▶ **Text**

++++++++

You’ve probably never heard of ArtGo. The company mines marble for use in the construction of buildings.
For most of 2019, ArtGo was the best-performing stock in the world. It was trading for mere pennies per share in January, and by late November had reached $15 – an amazing gain of nearly 4,000 percent!
Even more astonishing was the fact that the company was losing money! So why did investors bid up the stock to such high levels?
There’s a simple reason: The stock was being added to MSCI indices. MSCI is the most prolific index provider on Wall Street. You’ve heard of the Dow Jones Industrial Average, created by Dow Jones & Co. to track the 30 largest companies in the U.S., and the S&P 500, created by Standard and Poor’s to track the nation’s 500 largest companies.
But you might be surprised to learn that MSCI has created more than 220,000 indices – tracking virtually every aspect of the global financial marketplace. Want to know how stocks are doing in Malta? MSCI has an index for that. Curious about how the U.S. dollar is faring against 49 other currencies? MSCI has an index for that, too.
Thousands of mutual funds and exchange-traded funds mirror MSCI indices. It’s a big deal when MSCI announces plans to add a stock to one of its indices because funds tracking the index have to buy shares of that stock. Likewise, if MSCI drops a stock from an index, those index funds have to sell that stock – so the fund can continue to reflect the index as accurately as possible.

++++++++

▶ **Data supplied**
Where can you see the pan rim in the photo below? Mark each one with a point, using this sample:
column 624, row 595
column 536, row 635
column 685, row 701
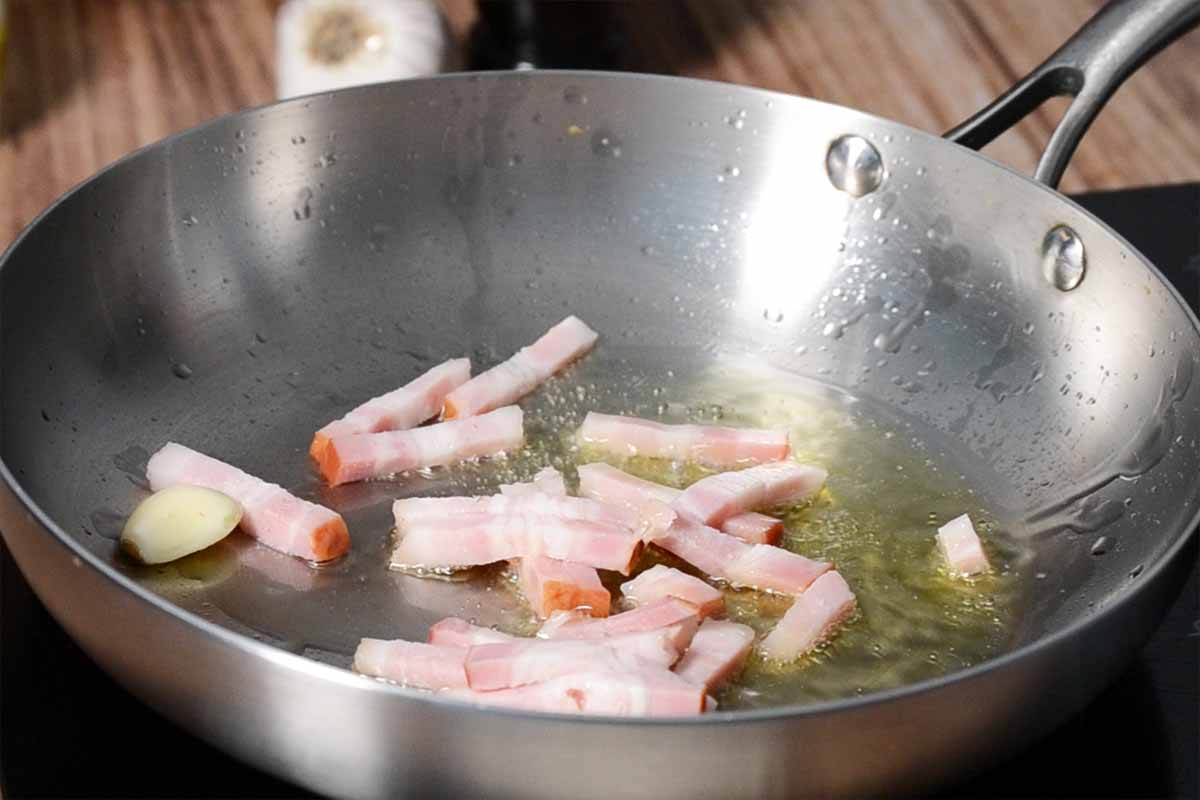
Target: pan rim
column 324, row 672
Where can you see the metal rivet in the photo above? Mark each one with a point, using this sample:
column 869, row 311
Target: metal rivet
column 1063, row 260
column 855, row 166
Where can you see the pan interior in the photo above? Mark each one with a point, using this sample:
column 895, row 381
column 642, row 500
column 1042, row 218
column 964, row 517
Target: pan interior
column 239, row 286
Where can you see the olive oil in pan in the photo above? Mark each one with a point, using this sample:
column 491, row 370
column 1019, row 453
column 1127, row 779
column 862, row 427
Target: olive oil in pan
column 876, row 521
column 886, row 495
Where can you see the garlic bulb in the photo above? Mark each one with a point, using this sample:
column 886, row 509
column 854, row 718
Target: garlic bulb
column 177, row 522
column 323, row 44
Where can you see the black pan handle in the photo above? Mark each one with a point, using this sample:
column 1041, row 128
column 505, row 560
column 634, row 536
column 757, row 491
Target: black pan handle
column 1089, row 67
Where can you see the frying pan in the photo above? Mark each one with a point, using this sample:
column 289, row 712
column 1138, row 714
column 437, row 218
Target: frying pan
column 234, row 286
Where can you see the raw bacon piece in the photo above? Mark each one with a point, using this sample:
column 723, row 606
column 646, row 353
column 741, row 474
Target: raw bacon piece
column 810, row 619
column 511, row 380
column 714, row 499
column 474, row 539
column 550, row 585
column 456, row 632
column 348, row 458
column 546, row 481
column 409, row 511
column 647, row 692
column 270, row 513
column 413, row 663
column 754, row 528
column 399, row 409
column 532, row 661
column 717, row 654
column 760, row 566
column 607, row 483
column 715, row 446
column 960, row 543
column 682, row 618
column 661, row 581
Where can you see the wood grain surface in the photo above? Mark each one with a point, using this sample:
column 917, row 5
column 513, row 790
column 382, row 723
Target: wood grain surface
column 89, row 80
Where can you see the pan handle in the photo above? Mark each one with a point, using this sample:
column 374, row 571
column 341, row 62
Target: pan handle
column 1089, row 67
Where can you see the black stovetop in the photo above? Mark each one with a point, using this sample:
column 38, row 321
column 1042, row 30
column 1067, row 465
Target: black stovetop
column 67, row 731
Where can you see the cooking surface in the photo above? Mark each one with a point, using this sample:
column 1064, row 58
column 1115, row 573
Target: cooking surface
column 51, row 692
column 83, row 114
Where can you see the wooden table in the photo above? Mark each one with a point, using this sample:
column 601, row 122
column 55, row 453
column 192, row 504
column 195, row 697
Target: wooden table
column 89, row 80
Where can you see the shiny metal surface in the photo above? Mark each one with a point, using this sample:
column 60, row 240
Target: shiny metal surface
column 514, row 197
column 855, row 166
column 1063, row 258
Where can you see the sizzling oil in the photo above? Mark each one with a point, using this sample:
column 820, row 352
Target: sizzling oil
column 888, row 491
column 876, row 521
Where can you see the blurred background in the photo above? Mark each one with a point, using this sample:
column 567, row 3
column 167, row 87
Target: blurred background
column 85, row 82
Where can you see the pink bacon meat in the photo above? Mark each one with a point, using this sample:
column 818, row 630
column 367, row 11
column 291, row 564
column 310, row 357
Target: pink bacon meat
column 270, row 513
column 960, row 543
column 550, row 585
column 714, row 446
column 400, row 409
column 532, row 661
column 355, row 457
column 759, row 566
column 474, row 539
column 678, row 617
column 547, row 481
column 811, row 618
column 661, row 581
column 456, row 632
column 607, row 483
column 714, row 499
column 717, row 654
column 509, row 382
column 413, row 663
column 646, row 692
column 409, row 511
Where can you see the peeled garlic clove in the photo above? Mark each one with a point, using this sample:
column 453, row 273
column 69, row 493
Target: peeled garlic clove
column 178, row 521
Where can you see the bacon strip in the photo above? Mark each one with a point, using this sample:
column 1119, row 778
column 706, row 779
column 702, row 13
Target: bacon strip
column 399, row 409
column 646, row 692
column 811, row 618
column 717, row 654
column 413, row 663
column 550, row 585
column 509, row 382
column 547, row 481
column 715, row 446
column 714, row 499
column 348, row 458
column 661, row 581
column 607, row 483
column 960, row 543
column 759, row 566
column 456, row 632
column 474, row 539
column 681, row 618
column 270, row 513
column 531, row 661
column 408, row 511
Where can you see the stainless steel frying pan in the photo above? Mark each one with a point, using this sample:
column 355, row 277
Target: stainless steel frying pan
column 235, row 284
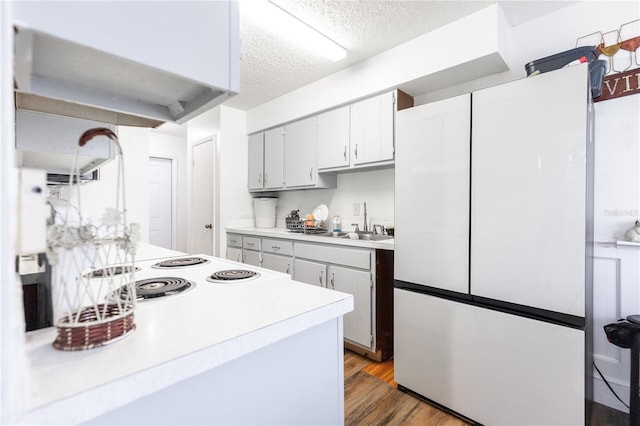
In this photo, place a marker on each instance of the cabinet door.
(432, 190)
(358, 323)
(273, 159)
(234, 240)
(372, 129)
(256, 161)
(310, 272)
(528, 186)
(333, 138)
(234, 253)
(251, 257)
(300, 153)
(277, 263)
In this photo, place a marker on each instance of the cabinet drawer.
(234, 240)
(356, 258)
(277, 246)
(251, 243)
(277, 263)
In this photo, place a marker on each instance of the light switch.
(32, 211)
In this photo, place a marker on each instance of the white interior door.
(202, 211)
(161, 193)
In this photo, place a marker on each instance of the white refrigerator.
(493, 248)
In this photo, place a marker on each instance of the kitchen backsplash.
(373, 187)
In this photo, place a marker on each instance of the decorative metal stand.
(92, 260)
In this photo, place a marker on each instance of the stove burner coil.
(181, 262)
(158, 287)
(232, 275)
(110, 271)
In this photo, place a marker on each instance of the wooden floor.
(372, 398)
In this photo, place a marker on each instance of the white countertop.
(176, 338)
(284, 233)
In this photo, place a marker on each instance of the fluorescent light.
(296, 30)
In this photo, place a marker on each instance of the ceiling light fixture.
(299, 31)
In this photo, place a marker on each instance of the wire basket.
(92, 260)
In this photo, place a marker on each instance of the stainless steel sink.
(367, 236)
(370, 236)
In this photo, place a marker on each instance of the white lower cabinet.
(493, 367)
(276, 262)
(251, 257)
(365, 273)
(234, 247)
(234, 253)
(310, 272)
(358, 323)
(342, 269)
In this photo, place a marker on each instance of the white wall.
(376, 188)
(233, 203)
(174, 146)
(12, 324)
(236, 204)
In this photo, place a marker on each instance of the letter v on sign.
(621, 84)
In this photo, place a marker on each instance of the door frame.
(215, 220)
(174, 195)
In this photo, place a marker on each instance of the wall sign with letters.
(620, 84)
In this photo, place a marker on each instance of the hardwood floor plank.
(354, 363)
(361, 395)
(372, 398)
(382, 370)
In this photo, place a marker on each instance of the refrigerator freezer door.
(492, 367)
(432, 194)
(528, 186)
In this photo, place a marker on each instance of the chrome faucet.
(366, 226)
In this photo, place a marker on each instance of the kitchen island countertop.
(284, 233)
(175, 339)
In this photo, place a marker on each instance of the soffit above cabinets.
(128, 79)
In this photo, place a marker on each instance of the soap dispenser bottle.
(337, 224)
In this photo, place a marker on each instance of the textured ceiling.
(273, 65)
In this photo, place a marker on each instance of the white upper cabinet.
(333, 138)
(163, 61)
(300, 153)
(273, 159)
(372, 129)
(256, 161)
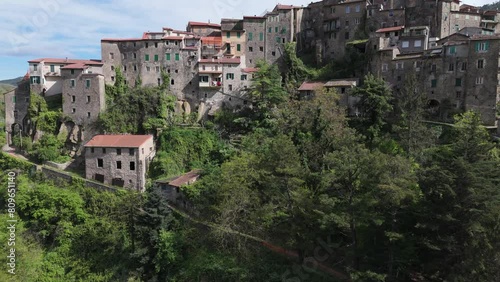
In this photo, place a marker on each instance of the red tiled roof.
(254, 17)
(389, 29)
(118, 141)
(66, 61)
(185, 179)
(309, 86)
(173, 37)
(120, 39)
(221, 61)
(203, 24)
(485, 37)
(75, 66)
(211, 40)
(249, 70)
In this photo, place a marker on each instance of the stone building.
(175, 53)
(461, 74)
(203, 29)
(83, 92)
(119, 160)
(46, 73)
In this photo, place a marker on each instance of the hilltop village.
(452, 49)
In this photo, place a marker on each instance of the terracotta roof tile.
(389, 29)
(118, 141)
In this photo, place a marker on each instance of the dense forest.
(292, 190)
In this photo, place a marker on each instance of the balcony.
(210, 84)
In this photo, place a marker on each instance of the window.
(480, 63)
(482, 46)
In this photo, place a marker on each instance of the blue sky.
(73, 28)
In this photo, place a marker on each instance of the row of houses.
(453, 49)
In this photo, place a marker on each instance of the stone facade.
(119, 160)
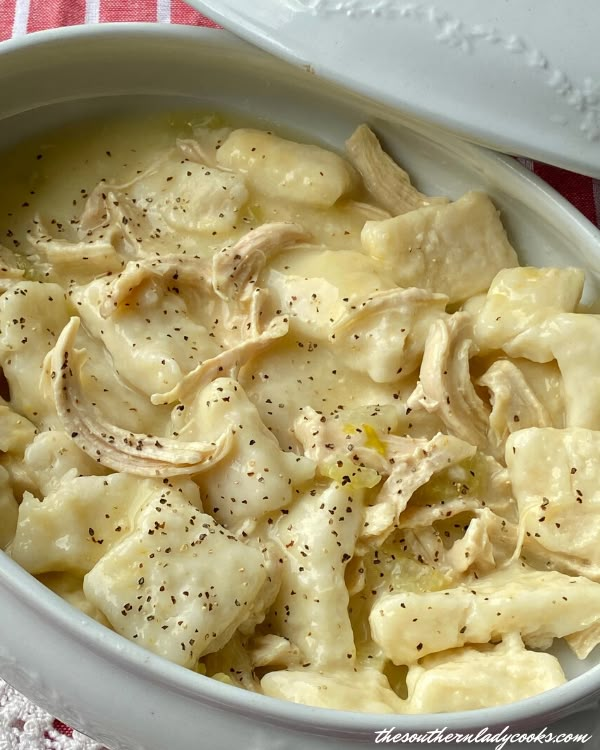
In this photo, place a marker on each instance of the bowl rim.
(124, 654)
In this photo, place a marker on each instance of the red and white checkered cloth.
(29, 729)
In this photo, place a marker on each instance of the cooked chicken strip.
(225, 364)
(384, 334)
(445, 386)
(388, 183)
(236, 268)
(185, 268)
(141, 454)
(414, 463)
(514, 404)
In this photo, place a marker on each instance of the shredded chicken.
(514, 404)
(185, 268)
(236, 268)
(388, 183)
(445, 386)
(414, 463)
(225, 364)
(144, 455)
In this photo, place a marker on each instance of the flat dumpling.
(520, 298)
(153, 341)
(256, 477)
(33, 314)
(70, 588)
(470, 678)
(278, 168)
(157, 586)
(74, 526)
(455, 249)
(9, 510)
(554, 476)
(316, 540)
(177, 196)
(384, 334)
(349, 690)
(52, 455)
(566, 338)
(538, 605)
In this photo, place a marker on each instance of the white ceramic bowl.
(87, 675)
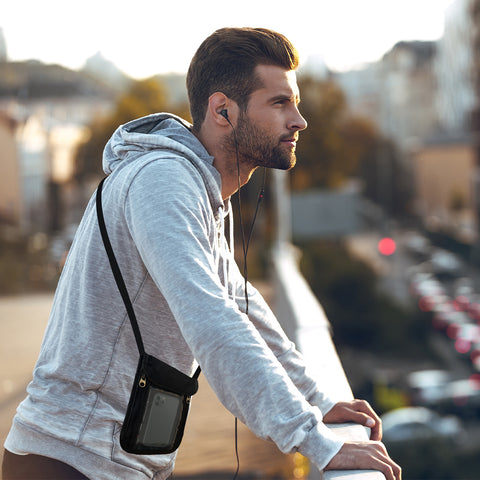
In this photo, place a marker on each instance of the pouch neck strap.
(118, 275)
(116, 270)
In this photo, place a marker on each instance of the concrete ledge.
(305, 322)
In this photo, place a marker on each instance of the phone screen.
(161, 418)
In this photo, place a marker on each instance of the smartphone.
(161, 419)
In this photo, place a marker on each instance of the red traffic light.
(387, 246)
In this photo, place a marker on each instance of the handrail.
(304, 321)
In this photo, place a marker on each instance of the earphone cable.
(245, 245)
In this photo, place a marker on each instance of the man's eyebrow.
(291, 98)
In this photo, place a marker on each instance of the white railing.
(306, 324)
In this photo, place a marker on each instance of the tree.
(335, 142)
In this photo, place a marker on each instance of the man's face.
(268, 131)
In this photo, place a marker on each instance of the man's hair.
(225, 62)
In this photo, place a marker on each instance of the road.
(207, 450)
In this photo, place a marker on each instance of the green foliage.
(335, 142)
(361, 317)
(338, 145)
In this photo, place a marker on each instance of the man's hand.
(366, 455)
(357, 411)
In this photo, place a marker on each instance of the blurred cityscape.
(385, 207)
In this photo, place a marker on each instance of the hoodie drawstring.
(226, 253)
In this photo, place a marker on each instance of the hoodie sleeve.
(170, 219)
(285, 351)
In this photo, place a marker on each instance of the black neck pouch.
(160, 399)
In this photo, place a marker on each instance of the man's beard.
(257, 148)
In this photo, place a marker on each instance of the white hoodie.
(164, 215)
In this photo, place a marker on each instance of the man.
(164, 203)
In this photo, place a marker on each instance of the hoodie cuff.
(321, 445)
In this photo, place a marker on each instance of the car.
(425, 387)
(419, 423)
(462, 398)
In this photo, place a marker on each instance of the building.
(443, 174)
(11, 204)
(455, 97)
(397, 93)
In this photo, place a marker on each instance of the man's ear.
(218, 108)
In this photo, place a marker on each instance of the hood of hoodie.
(162, 132)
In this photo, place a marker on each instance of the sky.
(148, 37)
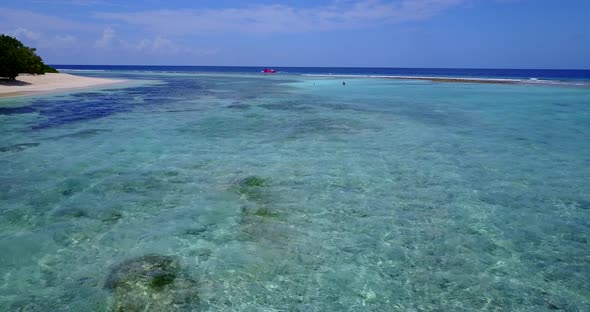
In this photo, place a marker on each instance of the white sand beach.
(33, 84)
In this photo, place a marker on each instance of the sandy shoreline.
(35, 84)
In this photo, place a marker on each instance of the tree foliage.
(16, 58)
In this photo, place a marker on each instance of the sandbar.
(51, 82)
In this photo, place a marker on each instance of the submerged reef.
(17, 147)
(252, 188)
(151, 283)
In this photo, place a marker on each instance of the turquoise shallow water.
(380, 195)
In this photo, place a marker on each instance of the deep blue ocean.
(224, 189)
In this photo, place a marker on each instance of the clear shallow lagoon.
(380, 195)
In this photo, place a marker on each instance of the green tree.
(16, 58)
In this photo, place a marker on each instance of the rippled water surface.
(242, 192)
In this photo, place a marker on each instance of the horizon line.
(376, 67)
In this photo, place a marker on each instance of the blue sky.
(370, 33)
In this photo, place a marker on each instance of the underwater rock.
(251, 187)
(17, 147)
(151, 283)
(111, 216)
(150, 270)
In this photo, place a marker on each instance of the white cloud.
(106, 39)
(282, 18)
(41, 40)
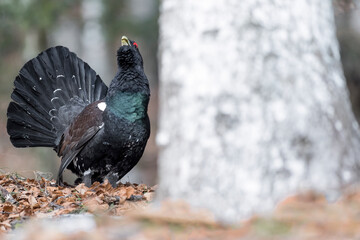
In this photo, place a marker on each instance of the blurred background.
(93, 29)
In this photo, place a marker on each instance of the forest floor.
(29, 208)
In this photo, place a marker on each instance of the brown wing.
(84, 127)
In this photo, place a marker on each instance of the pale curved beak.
(125, 41)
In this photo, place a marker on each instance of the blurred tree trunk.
(254, 105)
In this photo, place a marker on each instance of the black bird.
(60, 102)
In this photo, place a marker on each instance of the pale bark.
(253, 104)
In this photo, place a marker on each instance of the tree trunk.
(253, 105)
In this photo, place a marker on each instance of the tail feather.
(49, 92)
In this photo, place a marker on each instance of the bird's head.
(128, 54)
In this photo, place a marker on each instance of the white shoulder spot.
(102, 106)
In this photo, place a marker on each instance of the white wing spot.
(102, 106)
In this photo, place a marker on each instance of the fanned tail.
(49, 92)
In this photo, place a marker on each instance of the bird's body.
(100, 133)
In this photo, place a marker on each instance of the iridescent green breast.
(130, 106)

++++++++

▶ **Task list**
1: For each statement about the text on ArtGo and MSCI, answer yes or no and quote the words of the text that decide it. (a) ArtGo was making a profit while its stock rose. (b) MSCI has created more than 220,000 indices. (c) The Dow Jones Industrial Average tracks the 500 largest U.S. companies.
2: Answer these questions from the text on ArtGo and MSCI.
(a) What does ArtGo mine?
(b) What price had ArtGo's stock reached by late November 2019?
(c) Against how many other currencies does an MSCI index track the U.S. dollar?
3: Rewrite the paragraph of the text on ArtGo and MSCI that begins "Thousands of mutual funds" as a short list, keeping its main facts.

▶ **Expected responses**
1:
(a) No: "the company was losing money!"
(b) Yes: "MSCI has created more than 220,000 indices"
(c) No: "created by Dow Jones & Co. to track the 30 largest companies in the U.S."

2:
(a) Marble
(b) $15
(c) 49

3:
- Thousands of mutual funds and exchange-traded funds mirror MSCI indices.
- When MSCI adds a stock to an index, funds tracking that index must buy the stock.
- When MSCI drops a stock from an index, those funds must sell it.
- Funds do this so they reflect the index as accurately as possible.